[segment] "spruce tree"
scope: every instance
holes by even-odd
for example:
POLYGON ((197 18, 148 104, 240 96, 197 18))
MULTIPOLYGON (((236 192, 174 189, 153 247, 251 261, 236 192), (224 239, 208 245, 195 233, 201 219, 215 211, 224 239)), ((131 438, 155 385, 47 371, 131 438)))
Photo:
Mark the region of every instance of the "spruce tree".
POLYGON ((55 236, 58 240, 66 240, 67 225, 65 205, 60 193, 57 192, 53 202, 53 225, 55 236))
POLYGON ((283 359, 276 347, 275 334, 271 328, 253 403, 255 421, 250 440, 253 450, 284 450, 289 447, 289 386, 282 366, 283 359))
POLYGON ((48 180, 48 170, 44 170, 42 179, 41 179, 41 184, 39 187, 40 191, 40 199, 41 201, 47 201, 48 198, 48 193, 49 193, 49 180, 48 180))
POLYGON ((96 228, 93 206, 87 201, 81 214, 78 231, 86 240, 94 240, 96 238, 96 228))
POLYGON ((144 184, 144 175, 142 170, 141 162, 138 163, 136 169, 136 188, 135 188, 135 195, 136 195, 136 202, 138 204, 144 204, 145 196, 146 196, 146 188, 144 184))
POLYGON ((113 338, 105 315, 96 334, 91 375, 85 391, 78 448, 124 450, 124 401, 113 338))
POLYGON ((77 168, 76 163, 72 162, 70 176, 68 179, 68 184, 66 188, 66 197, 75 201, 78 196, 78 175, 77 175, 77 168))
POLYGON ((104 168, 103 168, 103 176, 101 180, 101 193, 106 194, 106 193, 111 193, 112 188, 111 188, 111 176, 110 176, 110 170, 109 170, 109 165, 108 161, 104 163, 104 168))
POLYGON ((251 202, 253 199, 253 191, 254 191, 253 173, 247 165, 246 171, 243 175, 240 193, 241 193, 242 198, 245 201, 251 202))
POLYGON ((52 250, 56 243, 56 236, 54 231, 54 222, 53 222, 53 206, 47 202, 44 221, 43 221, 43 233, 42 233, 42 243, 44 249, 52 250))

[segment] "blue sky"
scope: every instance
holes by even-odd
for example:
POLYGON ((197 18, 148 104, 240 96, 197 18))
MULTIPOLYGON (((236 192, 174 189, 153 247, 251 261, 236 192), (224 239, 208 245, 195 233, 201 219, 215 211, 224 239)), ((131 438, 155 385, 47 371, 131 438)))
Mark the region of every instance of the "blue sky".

* * *

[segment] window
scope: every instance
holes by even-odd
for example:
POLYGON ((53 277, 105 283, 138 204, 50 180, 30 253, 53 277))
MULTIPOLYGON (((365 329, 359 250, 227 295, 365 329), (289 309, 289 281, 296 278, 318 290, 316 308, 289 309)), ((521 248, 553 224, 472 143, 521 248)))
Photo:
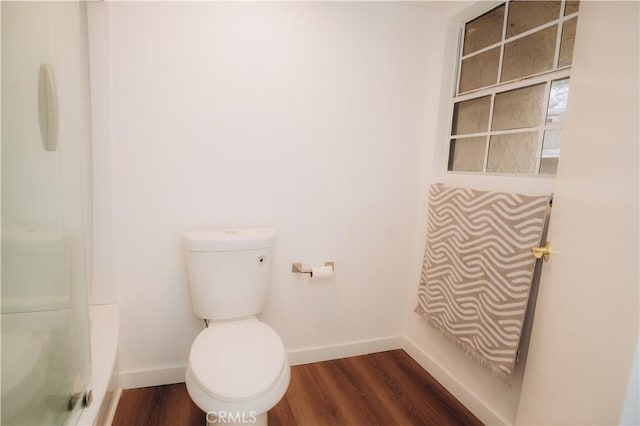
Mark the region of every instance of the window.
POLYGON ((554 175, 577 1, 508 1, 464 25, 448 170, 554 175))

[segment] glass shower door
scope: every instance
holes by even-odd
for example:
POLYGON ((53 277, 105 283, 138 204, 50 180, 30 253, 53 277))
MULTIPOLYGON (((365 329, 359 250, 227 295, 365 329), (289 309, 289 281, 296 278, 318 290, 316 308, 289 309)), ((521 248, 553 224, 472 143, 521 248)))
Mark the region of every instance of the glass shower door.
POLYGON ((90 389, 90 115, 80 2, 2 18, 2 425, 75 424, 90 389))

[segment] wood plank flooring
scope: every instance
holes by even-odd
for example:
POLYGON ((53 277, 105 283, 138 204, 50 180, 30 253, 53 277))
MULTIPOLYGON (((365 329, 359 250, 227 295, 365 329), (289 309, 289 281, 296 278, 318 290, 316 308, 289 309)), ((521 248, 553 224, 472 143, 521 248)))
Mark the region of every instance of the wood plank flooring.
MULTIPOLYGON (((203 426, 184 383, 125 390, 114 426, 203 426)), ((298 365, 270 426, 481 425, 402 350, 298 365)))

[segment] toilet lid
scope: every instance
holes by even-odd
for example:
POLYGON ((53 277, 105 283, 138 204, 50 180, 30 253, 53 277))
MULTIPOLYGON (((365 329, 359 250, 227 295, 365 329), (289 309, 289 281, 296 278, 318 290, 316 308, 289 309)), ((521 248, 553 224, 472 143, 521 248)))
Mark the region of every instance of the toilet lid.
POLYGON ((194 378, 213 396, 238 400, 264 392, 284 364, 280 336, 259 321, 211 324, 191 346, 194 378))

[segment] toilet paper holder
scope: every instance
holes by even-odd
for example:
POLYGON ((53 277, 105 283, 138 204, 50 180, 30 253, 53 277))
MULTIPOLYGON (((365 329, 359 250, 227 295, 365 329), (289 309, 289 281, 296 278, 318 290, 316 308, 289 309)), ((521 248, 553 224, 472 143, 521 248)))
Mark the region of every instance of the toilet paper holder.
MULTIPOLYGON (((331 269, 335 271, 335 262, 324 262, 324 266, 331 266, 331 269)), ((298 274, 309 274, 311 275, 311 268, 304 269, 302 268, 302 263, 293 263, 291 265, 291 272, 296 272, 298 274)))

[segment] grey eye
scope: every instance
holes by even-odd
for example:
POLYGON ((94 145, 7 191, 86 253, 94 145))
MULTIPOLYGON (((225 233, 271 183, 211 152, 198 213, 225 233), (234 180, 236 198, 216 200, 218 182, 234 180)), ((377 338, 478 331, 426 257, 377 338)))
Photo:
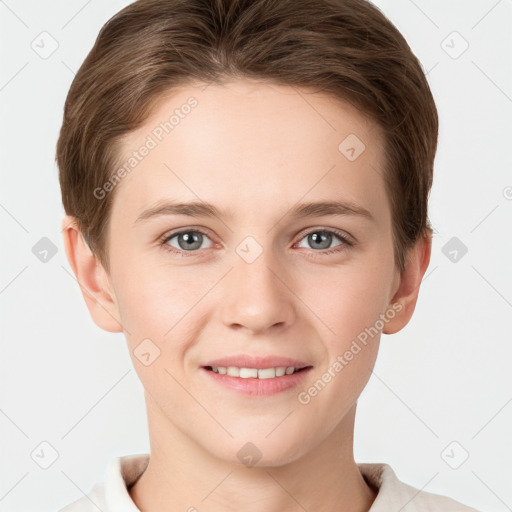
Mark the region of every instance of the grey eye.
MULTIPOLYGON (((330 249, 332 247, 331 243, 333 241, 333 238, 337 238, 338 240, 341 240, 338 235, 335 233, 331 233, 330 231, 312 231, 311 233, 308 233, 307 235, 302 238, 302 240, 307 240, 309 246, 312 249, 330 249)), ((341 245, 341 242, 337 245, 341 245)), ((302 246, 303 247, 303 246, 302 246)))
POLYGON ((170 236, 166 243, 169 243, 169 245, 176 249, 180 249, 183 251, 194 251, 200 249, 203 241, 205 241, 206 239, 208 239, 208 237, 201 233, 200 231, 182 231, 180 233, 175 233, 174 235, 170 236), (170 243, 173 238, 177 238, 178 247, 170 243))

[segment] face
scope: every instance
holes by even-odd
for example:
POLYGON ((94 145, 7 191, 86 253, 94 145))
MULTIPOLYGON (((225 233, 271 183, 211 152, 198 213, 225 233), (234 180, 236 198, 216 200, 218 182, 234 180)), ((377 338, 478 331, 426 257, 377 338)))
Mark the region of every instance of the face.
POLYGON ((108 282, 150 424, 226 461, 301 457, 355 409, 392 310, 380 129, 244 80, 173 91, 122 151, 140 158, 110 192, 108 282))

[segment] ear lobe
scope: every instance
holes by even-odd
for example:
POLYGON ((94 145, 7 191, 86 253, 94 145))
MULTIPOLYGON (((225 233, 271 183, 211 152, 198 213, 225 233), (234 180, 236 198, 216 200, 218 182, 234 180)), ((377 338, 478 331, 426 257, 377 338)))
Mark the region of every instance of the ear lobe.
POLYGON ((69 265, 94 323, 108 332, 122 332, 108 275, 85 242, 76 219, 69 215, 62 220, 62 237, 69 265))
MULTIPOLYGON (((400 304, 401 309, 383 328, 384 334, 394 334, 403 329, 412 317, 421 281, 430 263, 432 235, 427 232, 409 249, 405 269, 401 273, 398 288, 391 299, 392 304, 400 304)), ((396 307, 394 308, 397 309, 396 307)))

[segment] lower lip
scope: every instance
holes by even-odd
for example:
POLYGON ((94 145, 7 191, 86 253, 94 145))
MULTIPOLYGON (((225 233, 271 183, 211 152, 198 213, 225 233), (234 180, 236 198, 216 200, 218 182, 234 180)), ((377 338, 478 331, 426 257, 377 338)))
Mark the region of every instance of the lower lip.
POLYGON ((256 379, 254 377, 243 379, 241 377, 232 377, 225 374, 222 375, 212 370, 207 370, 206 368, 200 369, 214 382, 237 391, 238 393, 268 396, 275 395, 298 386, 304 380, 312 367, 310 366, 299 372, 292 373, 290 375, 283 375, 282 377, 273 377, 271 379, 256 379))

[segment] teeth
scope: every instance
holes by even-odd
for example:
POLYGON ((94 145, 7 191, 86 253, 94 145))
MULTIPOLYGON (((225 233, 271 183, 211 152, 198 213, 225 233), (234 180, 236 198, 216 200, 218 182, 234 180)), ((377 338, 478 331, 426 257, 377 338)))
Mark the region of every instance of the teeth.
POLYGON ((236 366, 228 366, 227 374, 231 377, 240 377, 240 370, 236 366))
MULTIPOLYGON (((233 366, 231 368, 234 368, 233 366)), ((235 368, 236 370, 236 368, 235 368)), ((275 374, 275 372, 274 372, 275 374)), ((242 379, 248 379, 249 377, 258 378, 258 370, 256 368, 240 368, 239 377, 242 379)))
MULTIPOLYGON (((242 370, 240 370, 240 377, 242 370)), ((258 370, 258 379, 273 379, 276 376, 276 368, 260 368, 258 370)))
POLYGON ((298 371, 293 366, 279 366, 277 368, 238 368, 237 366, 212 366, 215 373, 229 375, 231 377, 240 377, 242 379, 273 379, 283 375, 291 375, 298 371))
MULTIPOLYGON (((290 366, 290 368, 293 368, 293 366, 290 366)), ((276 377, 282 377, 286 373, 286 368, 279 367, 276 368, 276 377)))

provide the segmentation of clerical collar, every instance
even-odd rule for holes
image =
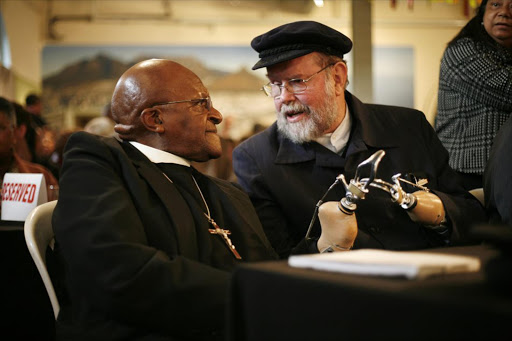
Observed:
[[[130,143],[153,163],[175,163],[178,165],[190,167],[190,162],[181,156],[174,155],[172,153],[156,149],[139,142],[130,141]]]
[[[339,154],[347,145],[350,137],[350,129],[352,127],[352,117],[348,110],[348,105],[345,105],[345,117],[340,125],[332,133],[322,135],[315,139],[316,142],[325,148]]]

--

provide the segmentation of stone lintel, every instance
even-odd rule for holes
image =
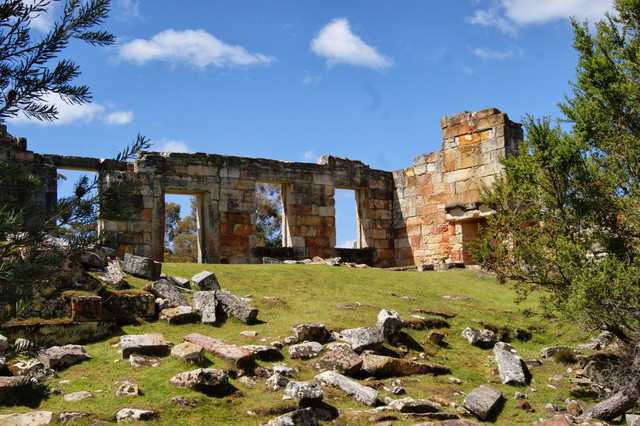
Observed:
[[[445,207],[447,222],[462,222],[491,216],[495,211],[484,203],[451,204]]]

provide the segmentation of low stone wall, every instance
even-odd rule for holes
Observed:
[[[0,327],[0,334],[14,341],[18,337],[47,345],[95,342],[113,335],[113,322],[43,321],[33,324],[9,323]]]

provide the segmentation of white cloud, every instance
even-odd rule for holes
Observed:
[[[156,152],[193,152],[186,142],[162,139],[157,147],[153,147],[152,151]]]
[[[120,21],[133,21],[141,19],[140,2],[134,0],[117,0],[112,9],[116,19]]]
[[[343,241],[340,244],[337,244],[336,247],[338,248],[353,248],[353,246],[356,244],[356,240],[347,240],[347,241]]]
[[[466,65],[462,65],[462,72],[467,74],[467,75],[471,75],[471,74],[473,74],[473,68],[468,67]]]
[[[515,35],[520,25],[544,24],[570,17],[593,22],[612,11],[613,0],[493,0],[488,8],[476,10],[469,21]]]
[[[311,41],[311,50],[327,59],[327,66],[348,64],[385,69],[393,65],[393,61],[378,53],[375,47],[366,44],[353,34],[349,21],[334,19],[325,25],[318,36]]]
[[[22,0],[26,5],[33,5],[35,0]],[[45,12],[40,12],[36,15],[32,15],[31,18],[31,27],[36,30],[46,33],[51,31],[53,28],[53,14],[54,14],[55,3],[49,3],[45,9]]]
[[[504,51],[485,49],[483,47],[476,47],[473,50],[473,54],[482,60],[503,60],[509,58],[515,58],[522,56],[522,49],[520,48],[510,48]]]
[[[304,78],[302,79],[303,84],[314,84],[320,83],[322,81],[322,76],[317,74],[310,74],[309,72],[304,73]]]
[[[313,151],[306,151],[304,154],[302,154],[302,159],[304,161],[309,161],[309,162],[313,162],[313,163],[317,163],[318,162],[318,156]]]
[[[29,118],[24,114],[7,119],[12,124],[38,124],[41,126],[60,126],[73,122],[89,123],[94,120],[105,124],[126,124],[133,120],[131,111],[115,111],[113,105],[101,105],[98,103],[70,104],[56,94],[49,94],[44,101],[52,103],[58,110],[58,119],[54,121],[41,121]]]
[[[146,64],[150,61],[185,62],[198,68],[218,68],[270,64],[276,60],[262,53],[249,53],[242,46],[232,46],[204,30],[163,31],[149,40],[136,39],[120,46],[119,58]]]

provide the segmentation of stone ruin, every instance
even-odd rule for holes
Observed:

▸ Work request:
The lines of the records that contain the string "blue" should be located and copied.

▸ Output for this exercise:
[segment] "blue sky"
Mark the region of every instance of the "blue sky".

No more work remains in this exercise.